- Problem description: Your reply must consist of the data below, reproduced character for character.

- Provided material:
- - - -
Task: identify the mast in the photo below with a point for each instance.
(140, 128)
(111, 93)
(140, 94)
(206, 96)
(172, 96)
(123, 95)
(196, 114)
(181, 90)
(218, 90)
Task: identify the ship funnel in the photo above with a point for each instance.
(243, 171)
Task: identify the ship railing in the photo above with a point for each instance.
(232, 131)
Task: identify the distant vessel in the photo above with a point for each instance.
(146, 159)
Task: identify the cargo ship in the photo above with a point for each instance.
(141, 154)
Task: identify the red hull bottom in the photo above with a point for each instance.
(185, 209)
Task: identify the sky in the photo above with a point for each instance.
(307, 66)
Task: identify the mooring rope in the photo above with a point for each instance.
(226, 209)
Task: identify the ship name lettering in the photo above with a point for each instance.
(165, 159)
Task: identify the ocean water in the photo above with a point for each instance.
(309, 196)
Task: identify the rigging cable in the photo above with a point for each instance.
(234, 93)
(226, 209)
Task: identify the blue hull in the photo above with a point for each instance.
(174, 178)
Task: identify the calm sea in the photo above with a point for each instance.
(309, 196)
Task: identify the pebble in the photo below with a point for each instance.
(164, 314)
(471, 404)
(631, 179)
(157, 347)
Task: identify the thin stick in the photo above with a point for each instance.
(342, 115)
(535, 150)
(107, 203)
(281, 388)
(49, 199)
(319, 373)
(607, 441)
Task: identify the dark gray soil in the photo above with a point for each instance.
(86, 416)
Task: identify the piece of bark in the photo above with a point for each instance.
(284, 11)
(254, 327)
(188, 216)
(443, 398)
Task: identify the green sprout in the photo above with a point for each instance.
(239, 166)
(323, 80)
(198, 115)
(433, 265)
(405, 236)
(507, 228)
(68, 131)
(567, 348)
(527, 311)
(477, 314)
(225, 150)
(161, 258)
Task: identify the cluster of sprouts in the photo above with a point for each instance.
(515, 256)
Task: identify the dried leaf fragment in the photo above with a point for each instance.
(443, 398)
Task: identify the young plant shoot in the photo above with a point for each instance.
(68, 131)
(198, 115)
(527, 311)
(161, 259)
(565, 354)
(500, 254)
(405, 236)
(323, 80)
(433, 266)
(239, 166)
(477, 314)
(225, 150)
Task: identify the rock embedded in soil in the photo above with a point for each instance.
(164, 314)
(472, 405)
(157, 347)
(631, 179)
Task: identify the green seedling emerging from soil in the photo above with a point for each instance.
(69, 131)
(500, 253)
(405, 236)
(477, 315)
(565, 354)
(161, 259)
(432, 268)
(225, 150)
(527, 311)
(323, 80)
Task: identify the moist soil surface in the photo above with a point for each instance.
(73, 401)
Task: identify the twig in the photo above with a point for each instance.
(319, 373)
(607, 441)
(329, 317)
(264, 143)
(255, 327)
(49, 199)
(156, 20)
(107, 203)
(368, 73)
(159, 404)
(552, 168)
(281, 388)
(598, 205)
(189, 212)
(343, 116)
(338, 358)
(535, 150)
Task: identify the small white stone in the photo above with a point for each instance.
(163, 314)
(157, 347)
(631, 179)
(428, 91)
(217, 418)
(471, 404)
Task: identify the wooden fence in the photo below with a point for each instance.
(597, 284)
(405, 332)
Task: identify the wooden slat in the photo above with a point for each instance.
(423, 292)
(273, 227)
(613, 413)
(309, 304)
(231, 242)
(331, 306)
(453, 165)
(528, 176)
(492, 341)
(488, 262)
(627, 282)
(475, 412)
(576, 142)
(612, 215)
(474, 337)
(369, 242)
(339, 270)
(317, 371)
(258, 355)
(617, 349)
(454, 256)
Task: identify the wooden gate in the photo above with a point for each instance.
- - - -
- Exercise response:
Task: identify the mast in the photo below with a point for each instance.
(140, 128)
(111, 93)
(140, 94)
(206, 96)
(172, 96)
(123, 95)
(196, 114)
(181, 90)
(218, 90)
Task: identify the ship funnel in the photo above with a point for each instance.
(243, 171)
Task: identify the ship railing in the photo above with a point for each instance.
(232, 131)
Task: identify the distant vessel in the photo above with a point for each instance.
(146, 159)
Task: identify the cargo ship in the photo above with a point for each instance.
(141, 154)
Task: identify the red hull bottom in the photo above with a point for each instance.
(185, 209)
Task: identify the sky in the photo above with a point for each instance.
(307, 66)
Task: identify the mooring rope in the photo above with a point for each instance.
(226, 209)
Task: identify the ship name lettering in the photo above with a point for each instance.
(165, 159)
Task: identify the ocean water in the photo above with a point for each instance.
(309, 196)
Task: identify the rigging cable in the photo above with a point for each instance.
(234, 93)
(226, 209)
Task: identify the blue hull in the photo above with a point for each instance.
(174, 178)
Task: identify the calm sea in the photo above with a point for each instance.
(309, 196)
Task: identify the pebble in the photo below with a point for each instance.
(164, 314)
(471, 404)
(631, 179)
(157, 347)
Task: identify the thin stick in the photo above with a point for each instance.
(342, 115)
(535, 150)
(107, 203)
(281, 388)
(49, 199)
(319, 373)
(607, 441)
Task: identify the dark gray soil in the photo above with a point for each instance.
(86, 416)
Task: identify the piece of bark in the photo above with a point for each instance.
(284, 11)
(254, 327)
(188, 216)
(443, 398)
Task: identify the green sprout in the photo above with a point for each instance.
(239, 166)
(323, 80)
(198, 115)
(433, 265)
(405, 236)
(507, 228)
(68, 131)
(567, 348)
(527, 311)
(477, 314)
(225, 150)
(161, 258)
Task: identify the cluster of sprouts in the photo above with a point for each instance.
(515, 256)
Task: identify the dried leaf fragment in the photo above with a point for each instance.
(443, 398)
Task: identify the young plant shoot in the photo above with a point for each instance.
(68, 131)
(198, 115)
(527, 311)
(161, 259)
(565, 354)
(500, 254)
(405, 236)
(323, 80)
(433, 266)
(239, 166)
(477, 314)
(225, 150)
Task: identify the rock embedded in soil in the photo above with a point for each instance.
(164, 314)
(472, 405)
(157, 347)
(631, 179)
Task: identify the green seedling emerging from soil in the photo above with a point for each instance.
(69, 131)
(500, 253)
(405, 236)
(477, 315)
(565, 354)
(161, 259)
(432, 268)
(225, 150)
(527, 311)
(323, 80)
Task: identify the moist soil surface in the photo above with a point for each instance.
(73, 401)
Task: identify the twig in the photo above with a point for each instance.
(319, 373)
(607, 441)
(329, 317)
(264, 143)
(255, 327)
(49, 199)
(156, 20)
(107, 203)
(368, 73)
(159, 404)
(552, 168)
(281, 388)
(598, 205)
(189, 212)
(343, 116)
(338, 358)
(535, 150)
Task: identify the small white stone in the photo above with a point for each instance.
(163, 314)
(157, 347)
(631, 179)
(428, 91)
(217, 418)
(471, 404)
Task: identify the wooden fence in the photo below with a point for each instance.
(597, 284)
(405, 332)
Task: identify the wooden slat in the photo above with a point for each instance.
(423, 292)
(273, 227)
(613, 413)
(309, 304)
(231, 242)
(331, 306)
(453, 165)
(528, 176)
(492, 341)
(488, 262)
(627, 282)
(475, 412)
(576, 142)
(612, 215)
(474, 337)
(369, 242)
(339, 270)
(317, 371)
(258, 355)
(617, 349)
(454, 256)
Task: identify the wooden gate in the photo above with a point for each instance.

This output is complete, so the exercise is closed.